(Image object location entries)
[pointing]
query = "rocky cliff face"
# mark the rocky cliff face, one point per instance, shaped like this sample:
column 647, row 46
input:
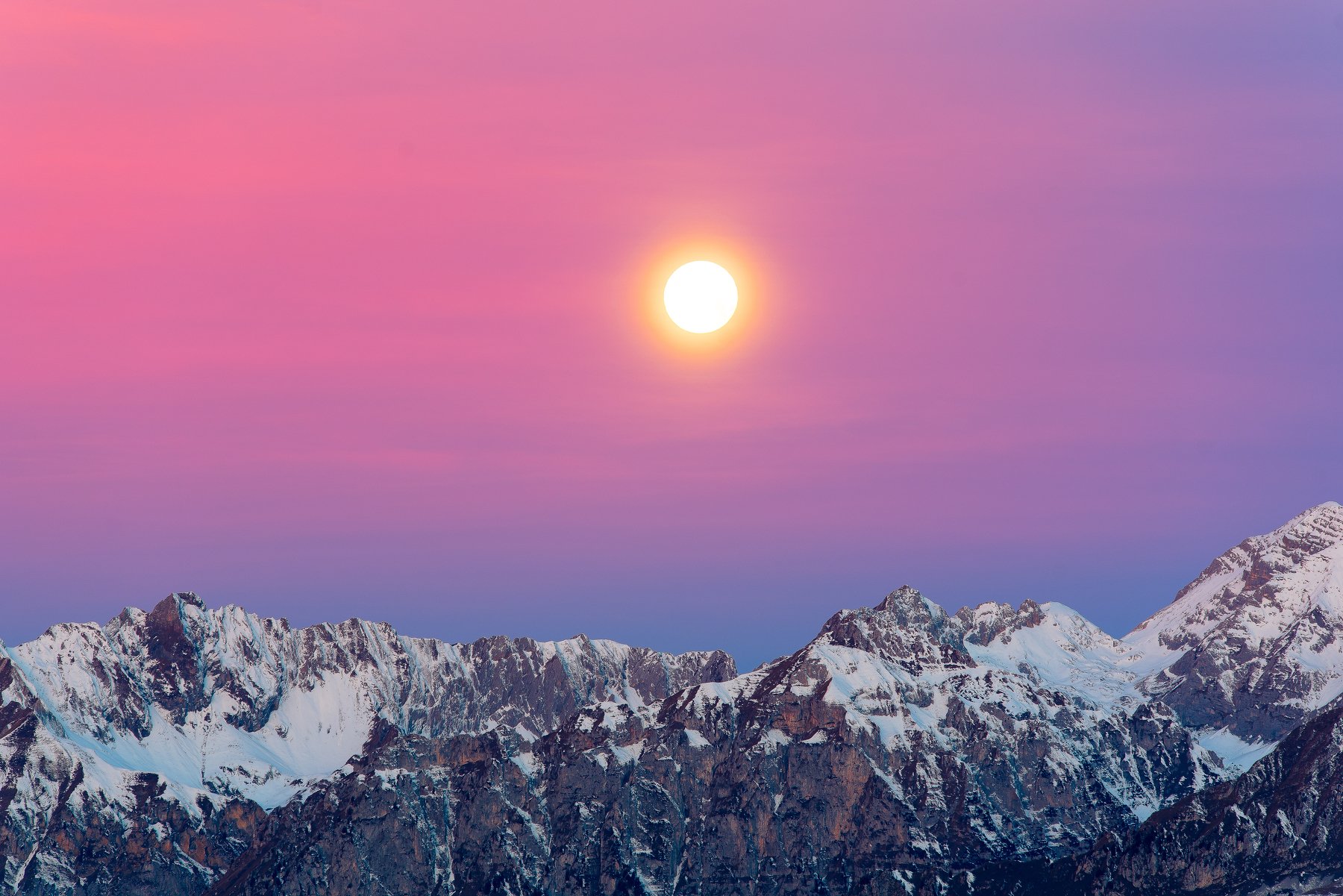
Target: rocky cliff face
column 888, row 748
column 1252, row 646
column 1272, row 830
column 140, row 756
column 997, row 750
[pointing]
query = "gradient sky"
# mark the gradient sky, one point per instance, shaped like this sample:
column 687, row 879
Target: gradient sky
column 334, row 308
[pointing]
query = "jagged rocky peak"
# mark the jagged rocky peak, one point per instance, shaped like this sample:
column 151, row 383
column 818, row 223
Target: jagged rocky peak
column 992, row 621
column 906, row 626
column 1255, row 644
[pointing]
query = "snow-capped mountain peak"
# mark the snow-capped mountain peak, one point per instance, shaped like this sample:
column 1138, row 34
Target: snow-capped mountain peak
column 1255, row 644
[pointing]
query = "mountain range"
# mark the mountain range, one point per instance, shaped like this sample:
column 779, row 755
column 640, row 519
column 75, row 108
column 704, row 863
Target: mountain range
column 903, row 750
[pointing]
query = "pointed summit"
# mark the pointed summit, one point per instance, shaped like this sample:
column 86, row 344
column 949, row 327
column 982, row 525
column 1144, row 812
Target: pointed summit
column 1255, row 644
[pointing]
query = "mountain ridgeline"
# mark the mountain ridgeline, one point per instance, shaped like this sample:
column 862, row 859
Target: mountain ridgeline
column 903, row 750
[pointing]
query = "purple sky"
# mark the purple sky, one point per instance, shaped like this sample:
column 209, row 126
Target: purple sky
column 340, row 308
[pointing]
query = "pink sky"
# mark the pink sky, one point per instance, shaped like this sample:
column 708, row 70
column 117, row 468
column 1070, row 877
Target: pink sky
column 342, row 308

PROBLEM TO WORK ON.
From the records given above, reproduce all text exactly and exclude each picture.

PROBLEM SOLUTION.
[pointing]
query = "rocky cliff face"
# mark the rocky cliff face, one point per instance, shaped like this sample:
column 647, row 46
input:
Target: rocky cliff face
column 888, row 748
column 1252, row 646
column 1272, row 830
column 140, row 756
column 997, row 750
[pointing]
query = "gradient sky"
# mark the gradient sky, one point per instance, shaped like this sample:
column 687, row 879
Target: gradient sky
column 334, row 308
[pointing]
query = "jagged rocky peak"
# mark the jagged rocky peak, one point per instance, shaped like this sample:
column 151, row 383
column 818, row 223
Target: jagged rocky peak
column 992, row 621
column 906, row 626
column 1255, row 644
[pointing]
query = "snow-capped mountain peak"
# mark the snow-capped mountain peak, one point per instance, shaped like this sample:
column 1138, row 34
Target: snow-capped mountain peak
column 1255, row 644
[pointing]
query = "mountain range"
# mark the mountain range, one point per instance, shaped like this sample:
column 779, row 755
column 640, row 519
column 75, row 108
column 704, row 863
Target: mountain range
column 903, row 750
[pointing]
query = "pointed summit"
# mark the pointed summit, one point per instance, shaped like this sample:
column 86, row 344
column 949, row 327
column 982, row 525
column 1144, row 812
Target: pointed summit
column 1255, row 644
[pointing]
query = "mountain ridgeline"
# mark the mountain ridgeline, one point per instance, shaped like this sample:
column 862, row 859
Target: mountain ridgeline
column 903, row 750
[pointing]
query = "purple sky"
# mark the purple sky, one point per instance, shaped like this sample:
column 209, row 126
Target: purple sky
column 340, row 308
[pointing]
query = "pink sky"
# mark the pink sky, one point per instance, shaped like this sample:
column 708, row 70
column 117, row 468
column 1070, row 877
Target: pink sky
column 342, row 308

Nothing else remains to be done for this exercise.